(Stored data entries)
*** Block opens ***

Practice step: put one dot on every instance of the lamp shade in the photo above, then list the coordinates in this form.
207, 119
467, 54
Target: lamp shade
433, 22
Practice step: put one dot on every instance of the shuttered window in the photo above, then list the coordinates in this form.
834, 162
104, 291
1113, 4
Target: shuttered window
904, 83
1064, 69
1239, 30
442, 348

*** Block closes ***

## What is required
Pick out and copy the lines of the entries that hold the string "step".

## Task output
Practice step: put one dot on every instance of the lamp shade in the photo above, then list the coordinates in this form.
Practice step: put one dot on every instance of the shuttered window in the photo above, then list the coordinates in this form.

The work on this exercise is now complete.